### What is needed
Select each line in the items below that contains the word "left". Letter case must match.

### Records
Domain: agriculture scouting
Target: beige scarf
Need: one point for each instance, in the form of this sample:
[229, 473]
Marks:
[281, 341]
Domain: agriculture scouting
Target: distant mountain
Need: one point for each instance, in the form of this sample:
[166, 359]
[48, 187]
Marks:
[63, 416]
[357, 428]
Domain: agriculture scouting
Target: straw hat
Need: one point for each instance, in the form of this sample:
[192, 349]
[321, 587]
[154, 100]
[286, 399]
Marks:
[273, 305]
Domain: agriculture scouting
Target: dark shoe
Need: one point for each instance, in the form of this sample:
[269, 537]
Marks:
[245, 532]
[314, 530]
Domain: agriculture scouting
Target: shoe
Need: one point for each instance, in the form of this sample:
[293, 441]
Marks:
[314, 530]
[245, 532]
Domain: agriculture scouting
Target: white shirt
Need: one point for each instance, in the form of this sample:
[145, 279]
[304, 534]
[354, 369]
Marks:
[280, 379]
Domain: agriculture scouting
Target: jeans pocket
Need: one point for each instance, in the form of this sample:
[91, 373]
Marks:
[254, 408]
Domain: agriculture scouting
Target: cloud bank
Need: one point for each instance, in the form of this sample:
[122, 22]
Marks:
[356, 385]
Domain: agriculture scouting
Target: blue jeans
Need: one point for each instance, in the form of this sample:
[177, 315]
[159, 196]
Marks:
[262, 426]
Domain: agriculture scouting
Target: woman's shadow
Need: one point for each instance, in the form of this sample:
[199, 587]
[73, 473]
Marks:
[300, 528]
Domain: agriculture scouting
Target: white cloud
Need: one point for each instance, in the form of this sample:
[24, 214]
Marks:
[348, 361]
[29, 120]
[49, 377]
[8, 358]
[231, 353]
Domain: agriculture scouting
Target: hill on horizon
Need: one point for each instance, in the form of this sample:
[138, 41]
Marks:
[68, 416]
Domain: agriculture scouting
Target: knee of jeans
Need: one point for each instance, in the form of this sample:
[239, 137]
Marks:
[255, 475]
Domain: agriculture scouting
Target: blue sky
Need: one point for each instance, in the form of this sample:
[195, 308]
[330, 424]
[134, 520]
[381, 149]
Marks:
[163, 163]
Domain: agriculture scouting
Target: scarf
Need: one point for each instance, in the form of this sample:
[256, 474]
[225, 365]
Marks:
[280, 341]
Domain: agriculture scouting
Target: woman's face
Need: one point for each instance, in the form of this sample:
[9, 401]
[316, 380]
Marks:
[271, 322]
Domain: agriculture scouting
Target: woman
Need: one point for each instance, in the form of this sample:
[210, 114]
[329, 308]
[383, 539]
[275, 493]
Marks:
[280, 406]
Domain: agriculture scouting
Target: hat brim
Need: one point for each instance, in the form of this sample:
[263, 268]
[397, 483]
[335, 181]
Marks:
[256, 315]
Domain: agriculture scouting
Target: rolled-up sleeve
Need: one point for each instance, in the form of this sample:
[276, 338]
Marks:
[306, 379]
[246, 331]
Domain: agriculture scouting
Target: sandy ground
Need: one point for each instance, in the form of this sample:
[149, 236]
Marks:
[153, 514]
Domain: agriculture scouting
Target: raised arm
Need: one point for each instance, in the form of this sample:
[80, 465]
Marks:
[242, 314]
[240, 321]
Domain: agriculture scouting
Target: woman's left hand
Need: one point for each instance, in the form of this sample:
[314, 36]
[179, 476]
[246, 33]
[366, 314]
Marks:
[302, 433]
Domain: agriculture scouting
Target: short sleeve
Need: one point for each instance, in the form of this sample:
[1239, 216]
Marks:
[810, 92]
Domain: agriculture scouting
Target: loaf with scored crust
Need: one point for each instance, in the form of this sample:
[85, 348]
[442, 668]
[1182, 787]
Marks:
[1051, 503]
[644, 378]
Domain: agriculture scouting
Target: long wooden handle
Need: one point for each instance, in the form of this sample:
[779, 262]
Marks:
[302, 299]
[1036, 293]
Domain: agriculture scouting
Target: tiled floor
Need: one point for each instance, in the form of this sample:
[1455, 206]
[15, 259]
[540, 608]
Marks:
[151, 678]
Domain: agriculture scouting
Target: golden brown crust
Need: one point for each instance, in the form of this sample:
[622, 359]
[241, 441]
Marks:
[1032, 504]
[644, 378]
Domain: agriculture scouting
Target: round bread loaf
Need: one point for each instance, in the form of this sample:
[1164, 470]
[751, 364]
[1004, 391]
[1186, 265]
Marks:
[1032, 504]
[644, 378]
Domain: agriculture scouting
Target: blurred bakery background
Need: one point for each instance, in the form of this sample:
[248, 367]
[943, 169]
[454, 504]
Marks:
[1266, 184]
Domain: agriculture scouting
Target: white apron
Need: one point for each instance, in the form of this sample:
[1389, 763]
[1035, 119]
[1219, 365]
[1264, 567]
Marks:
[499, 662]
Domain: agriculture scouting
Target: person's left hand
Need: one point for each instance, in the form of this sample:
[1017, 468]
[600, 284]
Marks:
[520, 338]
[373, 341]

### The answer
Target: woman's left hand
Target: person's left hand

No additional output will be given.